Bounding box data excerpts
======

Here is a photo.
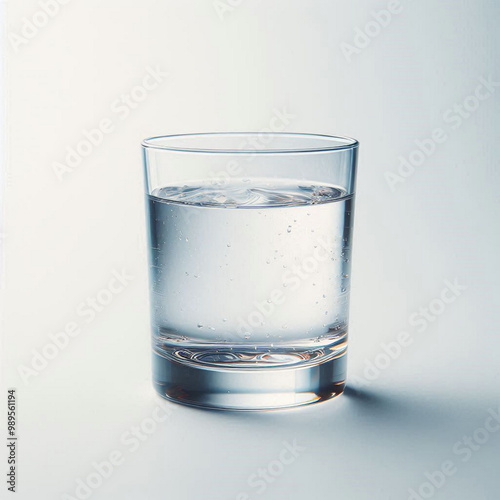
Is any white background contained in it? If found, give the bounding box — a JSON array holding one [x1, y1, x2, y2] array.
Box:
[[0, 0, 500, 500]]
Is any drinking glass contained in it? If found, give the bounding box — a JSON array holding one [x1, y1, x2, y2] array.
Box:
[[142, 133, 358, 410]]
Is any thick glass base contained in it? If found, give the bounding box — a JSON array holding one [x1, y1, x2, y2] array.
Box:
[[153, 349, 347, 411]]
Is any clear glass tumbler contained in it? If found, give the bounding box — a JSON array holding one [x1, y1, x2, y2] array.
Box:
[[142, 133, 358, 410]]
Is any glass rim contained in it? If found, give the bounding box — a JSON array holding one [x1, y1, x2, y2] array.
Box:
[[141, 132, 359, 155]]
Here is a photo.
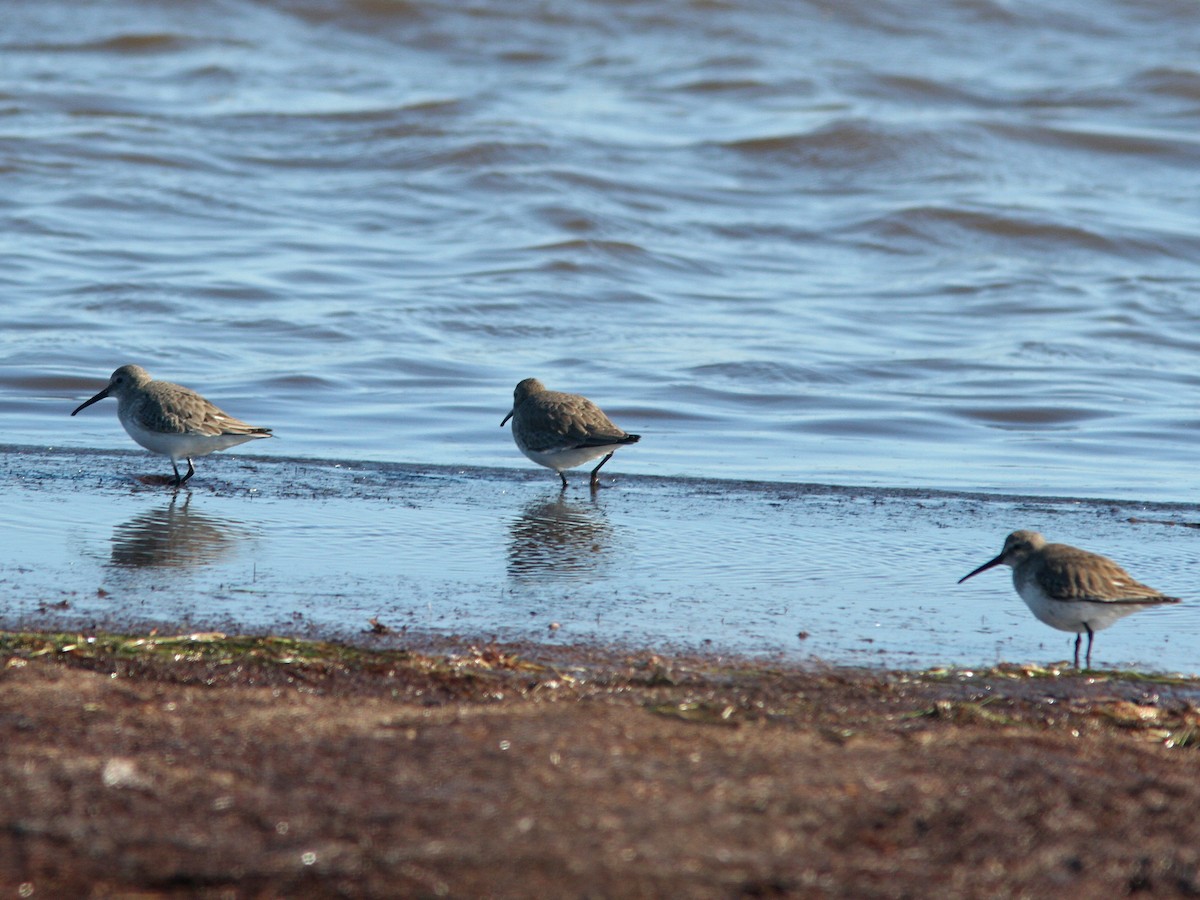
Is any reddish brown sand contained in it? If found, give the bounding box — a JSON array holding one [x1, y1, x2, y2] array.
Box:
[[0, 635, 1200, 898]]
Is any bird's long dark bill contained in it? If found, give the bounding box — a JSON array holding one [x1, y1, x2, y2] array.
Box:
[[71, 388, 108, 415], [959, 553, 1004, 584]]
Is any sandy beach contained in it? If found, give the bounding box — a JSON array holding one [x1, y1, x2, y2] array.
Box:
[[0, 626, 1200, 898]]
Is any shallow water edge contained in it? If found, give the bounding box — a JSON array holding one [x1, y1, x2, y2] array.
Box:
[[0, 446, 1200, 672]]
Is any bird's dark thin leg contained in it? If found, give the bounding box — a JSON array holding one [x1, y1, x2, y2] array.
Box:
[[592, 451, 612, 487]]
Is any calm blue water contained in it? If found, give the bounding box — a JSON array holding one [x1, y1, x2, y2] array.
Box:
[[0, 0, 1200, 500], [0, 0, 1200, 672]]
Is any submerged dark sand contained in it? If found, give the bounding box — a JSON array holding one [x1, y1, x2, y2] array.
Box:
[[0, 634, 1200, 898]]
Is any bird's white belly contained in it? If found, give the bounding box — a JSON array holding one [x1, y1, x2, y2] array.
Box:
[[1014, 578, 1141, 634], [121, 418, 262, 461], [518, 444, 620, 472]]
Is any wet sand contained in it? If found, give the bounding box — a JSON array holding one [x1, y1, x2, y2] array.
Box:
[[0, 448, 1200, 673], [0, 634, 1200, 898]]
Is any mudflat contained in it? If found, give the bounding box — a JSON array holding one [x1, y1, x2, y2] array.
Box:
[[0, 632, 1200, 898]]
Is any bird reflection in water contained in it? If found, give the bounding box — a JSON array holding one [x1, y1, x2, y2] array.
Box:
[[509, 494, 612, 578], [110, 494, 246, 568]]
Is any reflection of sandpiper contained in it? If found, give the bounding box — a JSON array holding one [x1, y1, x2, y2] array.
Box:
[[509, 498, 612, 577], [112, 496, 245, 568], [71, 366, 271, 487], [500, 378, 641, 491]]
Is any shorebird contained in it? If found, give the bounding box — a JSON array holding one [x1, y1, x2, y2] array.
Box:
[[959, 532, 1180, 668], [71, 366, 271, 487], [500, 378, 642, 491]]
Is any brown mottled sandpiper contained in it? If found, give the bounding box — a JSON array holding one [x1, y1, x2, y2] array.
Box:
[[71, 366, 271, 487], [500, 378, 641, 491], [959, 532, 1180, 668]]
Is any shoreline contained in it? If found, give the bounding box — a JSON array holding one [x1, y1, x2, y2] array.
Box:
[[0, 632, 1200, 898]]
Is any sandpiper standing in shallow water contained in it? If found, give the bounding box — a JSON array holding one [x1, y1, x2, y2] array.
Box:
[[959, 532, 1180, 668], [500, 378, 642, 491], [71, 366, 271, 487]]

======

Goal →
Edit the lines above by changing every "sandpiper" to "wader", and keep everything else the same. Leave the pictures out.

The response →
Here is a photo.
Is any white background contained in it? If found, give the bounding box — a JSON array holding one [x1, y1, x2, y2] array.
Box:
[[0, 0, 500, 500]]
Is any drinking glass contained in it? If found, give the bounding box — a JSON array holding one [x1, y1, x2, y2] array.
Box:
[[142, 133, 358, 410]]
Is any thick glass base contained in it? If found, give the bounding box — a JSON array holding one [x1, y1, x2, y2] array.
Box:
[[153, 349, 347, 411]]
Is any clear glass tumbler contained in it? If found, give the bounding box — a JSON array holding one [x1, y1, x2, y2] array.
Box:
[[142, 133, 358, 410]]
Is any glass rim contained in it? If found, give the bounding box — a JSON array holding one [x1, y1, x2, y2] array.
Box:
[[141, 132, 359, 155]]
Here is a photo.
Is any reddish brown sand contained in it? If found, give the bounding box — a JSON array holding one [x1, y1, x2, y2] array.
Box:
[[0, 635, 1200, 898]]
Is any bird's long dark bill contained in it? If found, give the bounding box — a JSON array holding one [x1, y1, x2, y2] array.
Box:
[[71, 388, 108, 415], [959, 553, 1004, 584]]
Is any sandy beach contained in it? If found, give the bounding box — a JSON array holding one [x1, y1, x2, y2] array.
Box:
[[0, 626, 1200, 898]]
Is any shallow water edge contained in it? If found, give the bounding box — a JSON array holding one [x1, y1, x2, y2] array.
Box:
[[0, 446, 1200, 672]]
Is any bird's dark thin leg contained in it? If found, give the bounding box — a JSON array holding one [x1, y1, x2, y2] array.
Box:
[[592, 451, 612, 487]]
Is any calm blue water contained in it? If found, give the bounding box — a JSON array holding one [x1, y1, x2, y2] array.
Box:
[[0, 0, 1200, 500], [0, 0, 1200, 672]]
Is any submerged dark sand contained in it? If found, give the bounding box — a JSON array holding one [x1, y1, x2, y2] array.
Box:
[[0, 634, 1200, 898]]
Is any bird's white belly contained in it? If found, give the bounding box — a JSON array holding one [x1, y1, x2, y2] array.
Box:
[[1014, 578, 1141, 634], [121, 418, 262, 461], [518, 444, 620, 472]]
Is any wet sand contained in it? If found, give the bounding box — a JSON array holding one [x1, y1, x2, y2] array.
Box:
[[0, 448, 1200, 673], [0, 634, 1200, 898]]
Is any mudflat contained in it? If found, give the bounding box — a JSON array holding one [x1, y1, x2, y2] array.
Box:
[[0, 632, 1200, 898]]
Is any bird reflection in water contained in it? If found, give the bounding box — a JSON array holding one [x1, y1, x2, y2] array.
Box:
[[509, 494, 612, 578], [110, 494, 246, 568]]
Is any reflection of wader contained in it? If found, give the bounding box — a JSON array holding one [x1, y1, x2, y2] array.
Box:
[[509, 498, 612, 577], [112, 496, 245, 568], [71, 366, 271, 487], [500, 378, 641, 491]]
Is any shorebird contained in it? If found, give the bounding box — a JSON array holding one [x1, y1, x2, y2] array.
Box:
[[959, 532, 1180, 668], [71, 366, 271, 487], [500, 378, 642, 491]]
Is any brown mottled wader contained in it? If found, give the bounding box — a JSON array holding one [x1, y1, x2, y2] array.
Box:
[[71, 366, 271, 487], [500, 378, 641, 491], [959, 532, 1180, 668]]
Is any shoreline contained in it? If found, give the bounding box — a JSON array holding one [x1, y1, x2, y2] array.
Box:
[[0, 632, 1200, 898]]
Is any wader standing in shallow water contained in it? If found, give the bounding box — a JSON array holding one [x1, y1, x2, y2] array.
Box:
[[959, 532, 1180, 668], [500, 378, 642, 491], [71, 366, 271, 487]]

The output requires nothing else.